*** Opening Data for review ***

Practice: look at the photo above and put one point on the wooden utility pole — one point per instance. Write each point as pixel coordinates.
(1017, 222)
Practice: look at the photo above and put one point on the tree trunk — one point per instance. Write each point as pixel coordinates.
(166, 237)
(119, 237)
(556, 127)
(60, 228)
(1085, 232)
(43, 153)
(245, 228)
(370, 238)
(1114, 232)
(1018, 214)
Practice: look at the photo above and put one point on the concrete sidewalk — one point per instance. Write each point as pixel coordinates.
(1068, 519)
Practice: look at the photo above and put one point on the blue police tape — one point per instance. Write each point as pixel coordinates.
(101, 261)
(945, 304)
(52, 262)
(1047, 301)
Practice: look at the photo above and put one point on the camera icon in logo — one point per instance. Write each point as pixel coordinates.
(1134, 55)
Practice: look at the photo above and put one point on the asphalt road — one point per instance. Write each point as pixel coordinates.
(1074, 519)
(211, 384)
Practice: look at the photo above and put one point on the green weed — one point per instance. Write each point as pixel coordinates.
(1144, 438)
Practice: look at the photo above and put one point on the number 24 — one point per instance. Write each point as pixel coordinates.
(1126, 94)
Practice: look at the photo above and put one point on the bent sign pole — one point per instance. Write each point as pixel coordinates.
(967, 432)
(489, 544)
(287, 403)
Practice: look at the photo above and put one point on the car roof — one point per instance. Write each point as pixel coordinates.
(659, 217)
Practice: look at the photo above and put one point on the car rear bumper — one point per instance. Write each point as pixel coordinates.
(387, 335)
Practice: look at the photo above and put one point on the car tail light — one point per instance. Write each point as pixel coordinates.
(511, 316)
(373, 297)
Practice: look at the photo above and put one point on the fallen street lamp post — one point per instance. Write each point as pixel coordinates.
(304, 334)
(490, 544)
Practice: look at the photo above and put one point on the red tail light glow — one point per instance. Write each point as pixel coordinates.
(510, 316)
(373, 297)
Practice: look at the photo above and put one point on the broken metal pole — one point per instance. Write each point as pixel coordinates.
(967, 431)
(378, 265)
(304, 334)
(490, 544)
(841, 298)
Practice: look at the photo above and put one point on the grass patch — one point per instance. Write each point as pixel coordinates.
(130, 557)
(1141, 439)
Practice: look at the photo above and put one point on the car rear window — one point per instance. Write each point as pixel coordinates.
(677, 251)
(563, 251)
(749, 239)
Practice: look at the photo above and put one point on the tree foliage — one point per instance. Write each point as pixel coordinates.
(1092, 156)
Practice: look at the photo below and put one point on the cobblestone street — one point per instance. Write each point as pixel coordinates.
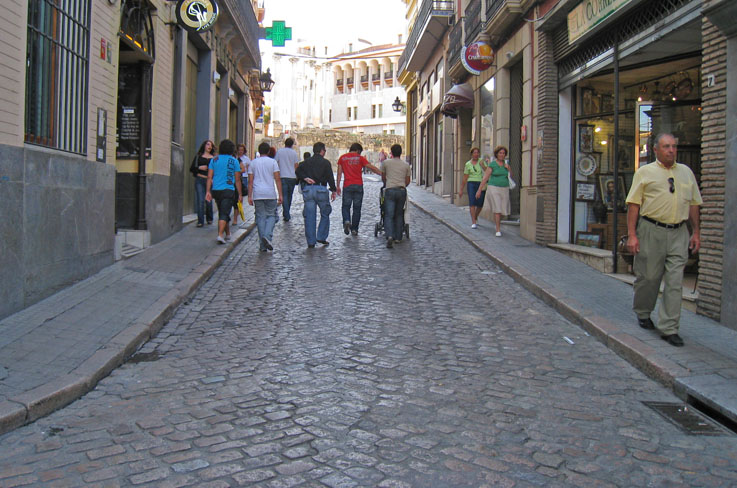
(356, 365)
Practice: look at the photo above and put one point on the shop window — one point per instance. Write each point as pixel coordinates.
(649, 105)
(57, 74)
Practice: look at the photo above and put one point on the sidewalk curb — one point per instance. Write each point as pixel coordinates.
(59, 392)
(620, 341)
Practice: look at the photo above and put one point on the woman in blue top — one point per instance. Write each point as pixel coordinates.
(223, 179)
(497, 175)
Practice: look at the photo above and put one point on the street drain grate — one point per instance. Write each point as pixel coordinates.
(144, 357)
(687, 418)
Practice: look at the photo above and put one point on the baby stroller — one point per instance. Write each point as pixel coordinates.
(379, 227)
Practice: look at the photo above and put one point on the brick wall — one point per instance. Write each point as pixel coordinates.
(547, 126)
(713, 130)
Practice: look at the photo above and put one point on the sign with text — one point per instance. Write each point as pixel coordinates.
(197, 15)
(477, 57)
(590, 13)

*** Closing Data for review ***

Pictures included in the data should be dropped; everything else must be repeated exactly.

Reply:
Practice: look at the photo above and put one point on the wooden utility pole — one point per instance. Write each point as pixel coordinates.
(1017, 222)
Practice: look at the photo above and put one point on the tree trunk — one point per instance. Write each point as pixel coordinates.
(166, 237)
(119, 237)
(556, 127)
(60, 228)
(1085, 232)
(43, 153)
(245, 228)
(370, 238)
(1114, 232)
(1018, 214)
Practice: look at the photo above and put one point on the concrete sidewalk — one point per instance. Write each point as pixel coordinates.
(1068, 519)
Practice: look at the photo above and put one point on the blue police tape — one point per instance. Write each point as pixel coordinates.
(101, 261)
(945, 304)
(52, 262)
(1047, 301)
Practice: look at the photo above and put one point on the camera icon in logo — one point per instance. Write each point as pixel coordinates.
(1134, 55)
Practice: look at the photo above and put one point on the asphalt road — one point per instance. Write each point as pixel coordinates.
(1074, 519)
(211, 384)
Practice: look at the photo above and put one point on the green weed — one point per instance. Write each point as pixel coordinates.
(1144, 438)
Practice: look at the photo above and put one point on the number 24 — one point per instance. Write each point as pixel coordinates.
(1126, 94)
Practice: look at the photo above and put one point on the bent sign pole — one point per instance. Write each point as pixel coordinates.
(967, 432)
(489, 544)
(287, 403)
Practice: look at the photo above and put one point on the car roof — one point per instance. Write each point as pixel coordinates.
(659, 217)
Practice: look at the photo above and put one point on the car rear bumper — one point per instance. Write each point as pixel coordinates.
(387, 335)
Practice: look at the photo above and put one point on the car tail light — one point per instance. Write each point as pixel coordinates.
(511, 316)
(373, 297)
Practice: look at the photo above and put one point on the fallen street lamp post — one point per instance. Write each point as pixel coordinates.
(304, 334)
(490, 544)
Practice: look at the photo above and put one point on the red tail light glow — one point per instance. Write each point as pixel coordinates.
(510, 316)
(373, 297)
Practice: look at the photo above and put one point on the broken metal pole — one point per instance. Write each point as pixel coordinates.
(967, 431)
(378, 265)
(304, 334)
(490, 544)
(841, 298)
Practice: look at the photo above and put one point on the grass patch — one point per instance. Write each point as pixel coordinates.
(130, 557)
(1141, 439)
Practice: look at the photo above and put one point on the car rear window — one point per instance. Write each point as pixel coordinates.
(677, 251)
(563, 251)
(749, 239)
Practice: look at the photo above and put one point on the tree foliage — one point per instance. Write each point as pixel coordinates.
(1092, 156)
Practice: look at the photo below and put one point on the cobblestone street — one point per instance. Write each point as pixel coordinates.
(356, 365)
Practice: look at the photo above and put one point on the shop window — one point per instance. Write each point as pixel coordinates.
(649, 105)
(57, 74)
Practice: look at the photo above and put one point on the sidewalk curb — one point per instance. Write each point as pixel coordinates.
(59, 392)
(620, 341)
Practice: look at the photo above and put one point on the woman in blue top — one point per instance. Write each point as pixel coordinates.
(223, 179)
(497, 175)
Practice: look at the photo above and put one point on the street drain grate — one point per instance. Write each point as pixel coordinates.
(144, 357)
(687, 418)
Practice: look at the photo above and put one point on the baby stroller — one point per instance. Write each point as pixel coordinates.
(379, 227)
Practice: look at the photo above and put one point on the brick wall — one point per instance. Write each point as pixel coordinates.
(547, 126)
(713, 130)
Practice: look at the photo above and put one point on the sign with text — one point per instance. Write each point as pixel coordinates.
(197, 15)
(477, 57)
(590, 13)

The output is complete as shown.